== Dataset extract ==
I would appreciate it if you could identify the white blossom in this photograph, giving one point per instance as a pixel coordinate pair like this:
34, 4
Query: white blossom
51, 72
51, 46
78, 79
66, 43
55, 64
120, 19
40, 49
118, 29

== Task goal ==
Using the listing above, print every entry verbatim.

== Answer to this problem ==
I would appreciate it if you could identify the white blossom in this photograph, giving one point per instance as a pixel coordinate pair like this:
34, 4
Query: white blossom
51, 72
51, 46
78, 79
66, 43
55, 64
120, 19
40, 49
118, 29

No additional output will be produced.